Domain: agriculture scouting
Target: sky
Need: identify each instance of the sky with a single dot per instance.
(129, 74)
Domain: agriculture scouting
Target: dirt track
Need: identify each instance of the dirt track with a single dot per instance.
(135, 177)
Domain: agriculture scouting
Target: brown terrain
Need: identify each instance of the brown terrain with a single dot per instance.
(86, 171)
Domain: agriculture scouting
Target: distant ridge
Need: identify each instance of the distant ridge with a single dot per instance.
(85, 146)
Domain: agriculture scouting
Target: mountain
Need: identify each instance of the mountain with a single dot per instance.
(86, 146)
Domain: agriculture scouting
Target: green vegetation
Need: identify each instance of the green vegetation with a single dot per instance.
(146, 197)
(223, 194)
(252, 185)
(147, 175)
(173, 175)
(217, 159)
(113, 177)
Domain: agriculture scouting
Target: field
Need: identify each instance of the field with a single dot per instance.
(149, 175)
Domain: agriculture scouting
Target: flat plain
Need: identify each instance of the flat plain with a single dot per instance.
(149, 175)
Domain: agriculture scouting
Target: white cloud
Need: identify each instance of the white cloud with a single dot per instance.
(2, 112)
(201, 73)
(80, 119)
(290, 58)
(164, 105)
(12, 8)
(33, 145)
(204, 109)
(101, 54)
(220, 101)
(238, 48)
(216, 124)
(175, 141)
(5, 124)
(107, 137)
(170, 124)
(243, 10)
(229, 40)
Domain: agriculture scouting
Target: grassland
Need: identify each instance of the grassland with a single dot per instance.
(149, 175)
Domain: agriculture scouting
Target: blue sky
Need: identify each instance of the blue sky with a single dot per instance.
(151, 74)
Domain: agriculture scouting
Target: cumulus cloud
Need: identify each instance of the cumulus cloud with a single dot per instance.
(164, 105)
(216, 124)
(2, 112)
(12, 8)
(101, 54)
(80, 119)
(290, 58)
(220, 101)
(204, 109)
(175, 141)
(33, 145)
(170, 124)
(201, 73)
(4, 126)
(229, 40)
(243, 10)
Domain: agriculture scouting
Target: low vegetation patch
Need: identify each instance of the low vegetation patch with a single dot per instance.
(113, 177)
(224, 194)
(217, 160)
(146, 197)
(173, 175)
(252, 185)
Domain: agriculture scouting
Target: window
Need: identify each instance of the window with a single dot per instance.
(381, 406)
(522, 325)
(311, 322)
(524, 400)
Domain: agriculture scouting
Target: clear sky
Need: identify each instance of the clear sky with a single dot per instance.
========================================================================
**What is required:** Start at the first line of the material and write everything out exactly.

**Answer to this task:**
Domain: agriculture scouting
Target: sky
Need: identify each instance of the sky with a single dot per instance.
(129, 74)
Domain: agriculture scouting
Target: dirt track
Need: identify each instance of the dirt track with a single dot per instance.
(135, 177)
Domain: agriculture scouting
Target: brown terrain
Need: identify each instance of the brown terrain with a single dot per instance.
(86, 171)
Domain: agriculture scouting
Target: distant ridge
Need: identify each instance of the distant ridge with a single dot per instance.
(85, 146)
Domain: agriculture scouting
Target: mountain
Need: identify each instance of the mountain with a single dot per instance.
(86, 146)
Domain: agriculture scouting
Target: green vegetation
Need: identify each instance of the green vegetation with a single dot per instance.
(146, 197)
(223, 194)
(252, 185)
(147, 175)
(173, 175)
(217, 159)
(113, 177)
Domain: agriculture scouting
Target: field
Need: identify each instance of the field with a single dot per instance.
(149, 175)
Domain: agriculture scouting
Target: flat plain
Need: identify each instance of the flat plain with a single dot per instance.
(149, 175)
Domain: agriculture scouting
Target: white cloud
Need: identify each instance of the white cloud with a single dot per instance.
(2, 112)
(201, 73)
(80, 119)
(290, 58)
(164, 105)
(12, 8)
(33, 145)
(204, 109)
(101, 54)
(220, 101)
(238, 48)
(216, 124)
(175, 141)
(5, 124)
(107, 137)
(170, 124)
(243, 10)
(229, 40)
Domain: agriculture scouting
Target: grassland
Need: identify each instance of the grassland with a single dot per instance.
(149, 175)
Domain: agriculture scouting
Target: blue sky
Need: identify each instance of the blue sky with a single dot per instance.
(151, 74)
Domain: agriculture scouting
Target: cumulus cloud
Need: identify each instance of the cumulus cloud with a single dot per instance.
(164, 105)
(216, 124)
(2, 112)
(12, 8)
(101, 54)
(80, 119)
(290, 58)
(220, 101)
(204, 109)
(175, 141)
(33, 145)
(170, 124)
(201, 73)
(4, 126)
(229, 40)
(243, 10)
Domain: agriculture scouting
Target: low vegetation patch
Need: identify each instance of the low vegetation patch with a single dot per instance.
(113, 177)
(224, 194)
(217, 160)
(146, 197)
(173, 175)
(252, 185)
Domain: agriculture scouting
Target: window
Need: identify each instance of the window with a single dot per instance.
(381, 406)
(522, 325)
(311, 322)
(524, 400)
Domain: agriculture scouting
Target: clear sky
Need: identify each instance of the clear sky with a single dot per instance.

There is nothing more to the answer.